── EXCERPT ──
No one would have enjoyed the show more than 'Hissoner' Edward I. Koch, who was laid to rest with all the honors befitting a three-term mayor of the city he is credited with saving and revitalizing, who relished more than anyone "the theater of politics."
Temple Emanu-el on Fifth Avenue was filled as New York City Mayor Michael Bloomberg, President Bill Clinton, Ambassador Ido Aharoni of Israel, family members and others paid homage in moving eulogies.
Among those in the audience was a veritable bi-partisan Who's Who: US Senator Charles Schumer, New York State Governor Andrew Cuomo and his father, former Governor Mario Cuomo, former Governors Eliot Spitzer and George Pataki; Congressman Peter King, former Senator Al D'Amato, Cardinal Edward Egan, former Mayors Rudy Giuliani and David Dinkins; former Manhattan District Attorney Robert Morgenthau; City Council speaker Christine Quinn; NYPD Commissioner Ray Kelly; and Curtis Sliwa (wearing signature red beret and red shirt).
People started lining up more than an hour before the service in mid-20s temperature - one line for invited guests, an even longer line for the public, their faces reflecting the diversity that is New York City.
The mood was celebratory - not sad - for the man who was blessed with a full and rich life of accomplishment, passing away at the age of 88 "with dignity, without pain or prolonged illness. He was the luckiest man in the world," said his nephew.
Mayor Michael Bloomberg said he brought the "love and condolences of 8.4 million New Yorkers."
He spoke of Koch's delight when the Queensborough Bridge (the 59th Street Bridge immortalized by Simon & Garfunkle) was renamed in his honor. "Welcome to my bridge," he joked. Even after the cameras stopped rolling, he stayed another 20 minutes, "Welcome to my bridge"
When told in December 2010 that the bridge would be renamed for him, Koch said, “It’s a workhorse bridge And that’s what I am, I’m a workhorse. Always have been. I feel very compatible with it.”
───
THINGS TO DO:
a) From the account of Edward Koch's funeral, list every attendee in the audience whose title there includes the word "former."
b) According to the account of Edward Koch's funeral, at what age did Koch pass away?
c) Carry the account of Edward Koch's funeral forward from its final sentence, keeping the same voice.
The data presented next comes from a separate, unrelated source.
── GIVEN DATA ──
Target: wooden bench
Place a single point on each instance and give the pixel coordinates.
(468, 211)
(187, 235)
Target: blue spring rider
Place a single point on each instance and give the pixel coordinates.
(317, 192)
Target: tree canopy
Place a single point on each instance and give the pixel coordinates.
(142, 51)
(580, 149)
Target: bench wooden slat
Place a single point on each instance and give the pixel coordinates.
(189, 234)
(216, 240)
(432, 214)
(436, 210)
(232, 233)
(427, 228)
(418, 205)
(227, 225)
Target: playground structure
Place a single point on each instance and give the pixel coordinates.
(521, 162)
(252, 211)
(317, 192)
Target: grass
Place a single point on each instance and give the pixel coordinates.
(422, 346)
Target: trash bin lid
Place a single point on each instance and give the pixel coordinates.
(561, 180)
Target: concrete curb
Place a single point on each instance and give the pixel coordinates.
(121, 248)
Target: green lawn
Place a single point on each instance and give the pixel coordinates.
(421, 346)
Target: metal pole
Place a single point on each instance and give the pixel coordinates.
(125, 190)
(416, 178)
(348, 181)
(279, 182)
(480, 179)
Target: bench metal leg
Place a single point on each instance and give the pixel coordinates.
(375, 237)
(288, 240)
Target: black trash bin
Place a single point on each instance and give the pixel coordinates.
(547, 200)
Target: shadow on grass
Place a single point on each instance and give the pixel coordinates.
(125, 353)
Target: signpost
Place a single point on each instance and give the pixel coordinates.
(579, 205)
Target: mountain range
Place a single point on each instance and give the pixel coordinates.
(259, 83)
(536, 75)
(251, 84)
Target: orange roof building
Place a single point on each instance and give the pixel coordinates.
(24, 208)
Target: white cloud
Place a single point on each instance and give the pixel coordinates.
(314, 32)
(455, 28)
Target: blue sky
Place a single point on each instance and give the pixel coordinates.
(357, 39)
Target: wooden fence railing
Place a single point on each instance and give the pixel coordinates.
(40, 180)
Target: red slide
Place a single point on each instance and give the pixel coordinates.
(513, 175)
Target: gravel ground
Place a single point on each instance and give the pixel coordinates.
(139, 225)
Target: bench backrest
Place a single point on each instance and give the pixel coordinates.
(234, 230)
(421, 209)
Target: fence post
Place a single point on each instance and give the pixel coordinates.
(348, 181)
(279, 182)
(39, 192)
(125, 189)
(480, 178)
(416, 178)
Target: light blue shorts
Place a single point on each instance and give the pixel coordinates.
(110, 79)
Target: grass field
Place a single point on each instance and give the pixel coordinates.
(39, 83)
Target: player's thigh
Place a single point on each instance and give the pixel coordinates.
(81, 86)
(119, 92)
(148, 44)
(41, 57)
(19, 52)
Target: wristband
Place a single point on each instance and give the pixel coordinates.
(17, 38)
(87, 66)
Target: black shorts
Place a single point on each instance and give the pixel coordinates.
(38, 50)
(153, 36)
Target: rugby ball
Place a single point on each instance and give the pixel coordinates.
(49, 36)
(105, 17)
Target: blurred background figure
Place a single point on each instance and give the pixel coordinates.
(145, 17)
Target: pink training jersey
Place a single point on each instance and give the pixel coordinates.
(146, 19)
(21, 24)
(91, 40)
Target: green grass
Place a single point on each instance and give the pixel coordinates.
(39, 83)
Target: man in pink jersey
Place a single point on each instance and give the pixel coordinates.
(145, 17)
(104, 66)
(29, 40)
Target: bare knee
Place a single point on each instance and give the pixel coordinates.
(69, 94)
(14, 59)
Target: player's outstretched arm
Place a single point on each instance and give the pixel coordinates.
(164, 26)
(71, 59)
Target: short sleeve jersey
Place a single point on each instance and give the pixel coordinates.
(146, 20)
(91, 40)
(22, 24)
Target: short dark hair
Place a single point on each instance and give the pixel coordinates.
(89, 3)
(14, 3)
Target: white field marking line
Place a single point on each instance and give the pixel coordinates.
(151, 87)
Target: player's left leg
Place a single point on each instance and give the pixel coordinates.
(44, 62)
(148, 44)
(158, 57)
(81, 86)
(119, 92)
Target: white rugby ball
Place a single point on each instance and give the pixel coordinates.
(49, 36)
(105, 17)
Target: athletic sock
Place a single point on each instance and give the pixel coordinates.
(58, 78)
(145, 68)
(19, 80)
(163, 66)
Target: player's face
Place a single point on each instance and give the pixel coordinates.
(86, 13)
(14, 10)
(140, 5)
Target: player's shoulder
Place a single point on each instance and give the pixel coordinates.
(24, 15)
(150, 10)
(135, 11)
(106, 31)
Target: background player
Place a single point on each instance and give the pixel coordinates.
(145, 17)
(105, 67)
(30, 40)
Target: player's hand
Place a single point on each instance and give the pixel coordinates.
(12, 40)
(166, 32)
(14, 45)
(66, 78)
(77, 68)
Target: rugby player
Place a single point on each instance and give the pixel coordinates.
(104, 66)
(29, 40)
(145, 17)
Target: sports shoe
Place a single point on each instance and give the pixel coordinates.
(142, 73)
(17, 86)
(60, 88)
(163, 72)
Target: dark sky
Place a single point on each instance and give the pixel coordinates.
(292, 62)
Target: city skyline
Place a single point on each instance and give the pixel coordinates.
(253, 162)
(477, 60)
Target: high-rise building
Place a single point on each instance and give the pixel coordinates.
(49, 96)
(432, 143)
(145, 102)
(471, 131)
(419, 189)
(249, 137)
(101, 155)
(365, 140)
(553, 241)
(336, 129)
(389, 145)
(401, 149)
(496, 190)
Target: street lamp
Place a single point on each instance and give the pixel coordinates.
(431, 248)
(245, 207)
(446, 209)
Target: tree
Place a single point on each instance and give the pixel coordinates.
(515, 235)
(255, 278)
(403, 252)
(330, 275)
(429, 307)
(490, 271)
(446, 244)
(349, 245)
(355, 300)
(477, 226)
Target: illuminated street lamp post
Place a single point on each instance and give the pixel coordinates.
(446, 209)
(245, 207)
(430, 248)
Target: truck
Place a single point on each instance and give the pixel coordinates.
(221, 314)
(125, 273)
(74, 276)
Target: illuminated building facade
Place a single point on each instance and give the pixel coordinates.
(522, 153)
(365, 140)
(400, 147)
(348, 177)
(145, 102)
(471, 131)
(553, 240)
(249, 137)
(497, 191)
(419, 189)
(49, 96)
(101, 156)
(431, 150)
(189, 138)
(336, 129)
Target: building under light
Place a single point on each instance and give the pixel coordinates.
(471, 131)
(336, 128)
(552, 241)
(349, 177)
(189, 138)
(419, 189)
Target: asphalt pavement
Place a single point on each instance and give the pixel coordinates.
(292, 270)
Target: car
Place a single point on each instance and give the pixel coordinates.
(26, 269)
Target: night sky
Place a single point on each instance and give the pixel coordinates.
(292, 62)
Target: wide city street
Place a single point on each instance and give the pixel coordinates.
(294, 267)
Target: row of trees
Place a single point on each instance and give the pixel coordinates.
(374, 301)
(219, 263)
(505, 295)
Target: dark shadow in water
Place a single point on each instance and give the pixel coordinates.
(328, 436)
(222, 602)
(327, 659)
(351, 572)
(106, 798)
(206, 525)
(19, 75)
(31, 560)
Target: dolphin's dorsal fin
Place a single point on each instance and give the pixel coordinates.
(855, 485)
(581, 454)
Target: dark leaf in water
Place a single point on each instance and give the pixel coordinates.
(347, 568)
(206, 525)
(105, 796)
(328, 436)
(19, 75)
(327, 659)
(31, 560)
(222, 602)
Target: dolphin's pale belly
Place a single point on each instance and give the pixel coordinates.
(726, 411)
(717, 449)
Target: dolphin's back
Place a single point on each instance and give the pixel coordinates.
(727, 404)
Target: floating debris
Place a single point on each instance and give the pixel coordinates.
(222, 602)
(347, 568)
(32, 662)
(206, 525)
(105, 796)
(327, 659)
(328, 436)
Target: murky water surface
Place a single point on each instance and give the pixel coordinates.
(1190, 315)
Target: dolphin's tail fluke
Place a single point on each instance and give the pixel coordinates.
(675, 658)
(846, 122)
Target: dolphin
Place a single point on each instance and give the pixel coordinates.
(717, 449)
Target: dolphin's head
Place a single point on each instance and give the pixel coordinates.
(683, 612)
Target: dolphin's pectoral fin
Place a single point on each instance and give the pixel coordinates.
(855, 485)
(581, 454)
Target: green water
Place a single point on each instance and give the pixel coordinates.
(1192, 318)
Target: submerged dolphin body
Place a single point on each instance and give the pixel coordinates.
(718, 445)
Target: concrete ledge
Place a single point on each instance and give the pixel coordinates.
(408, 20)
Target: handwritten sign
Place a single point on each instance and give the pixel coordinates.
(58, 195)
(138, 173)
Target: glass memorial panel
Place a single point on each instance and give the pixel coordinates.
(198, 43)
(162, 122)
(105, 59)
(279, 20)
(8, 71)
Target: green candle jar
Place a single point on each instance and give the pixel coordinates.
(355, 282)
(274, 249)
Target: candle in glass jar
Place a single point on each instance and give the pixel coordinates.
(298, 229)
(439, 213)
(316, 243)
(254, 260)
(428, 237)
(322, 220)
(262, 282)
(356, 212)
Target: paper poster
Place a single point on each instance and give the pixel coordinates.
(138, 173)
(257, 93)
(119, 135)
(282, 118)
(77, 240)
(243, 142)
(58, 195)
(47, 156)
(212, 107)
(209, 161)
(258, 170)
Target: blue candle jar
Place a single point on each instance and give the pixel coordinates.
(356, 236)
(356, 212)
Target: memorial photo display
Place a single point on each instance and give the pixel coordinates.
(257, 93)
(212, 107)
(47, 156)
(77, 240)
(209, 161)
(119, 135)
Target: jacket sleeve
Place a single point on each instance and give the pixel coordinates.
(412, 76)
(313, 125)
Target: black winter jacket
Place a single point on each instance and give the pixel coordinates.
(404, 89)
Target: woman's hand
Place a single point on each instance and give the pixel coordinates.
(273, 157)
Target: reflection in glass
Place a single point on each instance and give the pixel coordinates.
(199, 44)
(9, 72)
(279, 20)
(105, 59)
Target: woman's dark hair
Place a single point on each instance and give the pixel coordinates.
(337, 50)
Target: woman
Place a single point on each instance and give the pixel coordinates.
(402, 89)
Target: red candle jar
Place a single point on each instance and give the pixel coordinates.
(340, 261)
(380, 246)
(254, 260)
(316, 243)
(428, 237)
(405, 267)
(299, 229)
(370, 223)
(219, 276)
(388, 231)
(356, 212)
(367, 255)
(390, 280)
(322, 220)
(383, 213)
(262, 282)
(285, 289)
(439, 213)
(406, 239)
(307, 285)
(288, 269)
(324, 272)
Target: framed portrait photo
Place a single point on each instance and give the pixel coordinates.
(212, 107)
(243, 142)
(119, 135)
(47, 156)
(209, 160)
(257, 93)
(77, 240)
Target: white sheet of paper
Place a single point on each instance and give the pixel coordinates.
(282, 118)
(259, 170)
───
EXPECTED RESPONSES:
a)
Mario Cuomo
Eliot Spitzer
George Pataki
Al D'Amato
Rudy Giuliani
David Dinkins
Robert Morgenthau

b) He passed away at the age of 88.

c)
"No mayor embodied the symbol of the city as he did," Mayor Bloomberg said. "Brash and irreverent," Koch brandished "chutzpah, Integrity, intelligence, independence."
"New York is more than a place - it is a state of mind, an attitude he displayed every day," Mayor Bloomberg said.
When Koch became mayor in 1978 - going on to serve 3 terms - "New York City was in a state of disrepair and decay.
"For the first time in its history, the whole city seemed in terminal decline.
"New York is a magnet, where the future comes to audition, but in the 1970s, that ceased to be true.
"Then Koch came and said, 'Our best days are ahead.' He convinced us we could be great again He inspired us to fight."
Koch didn't just restore the fiscal health to the city, Bloomberg said, but he restored New York as the economic engine of the world, unleashed the largest affordable housing program in the country, was a national leader in equal rights, art and culture.
"He restored the arc of the city's history. In the decades before, we lost our way, but thanks to him, we became great again."
And that was not inevitable, Bloomberg emphasized, but was becauseof the man, himself.
"Fair to say, today owes much to Koch."
Bloomberg, who is a member of Temple Emanu-el, noted that this week's Torah portion is about Moses leading the Hebrews out of bondage in Egypt.
"Koch, like Moses, led us out of darkness.... he broke the subway strike," Bloomberg joked.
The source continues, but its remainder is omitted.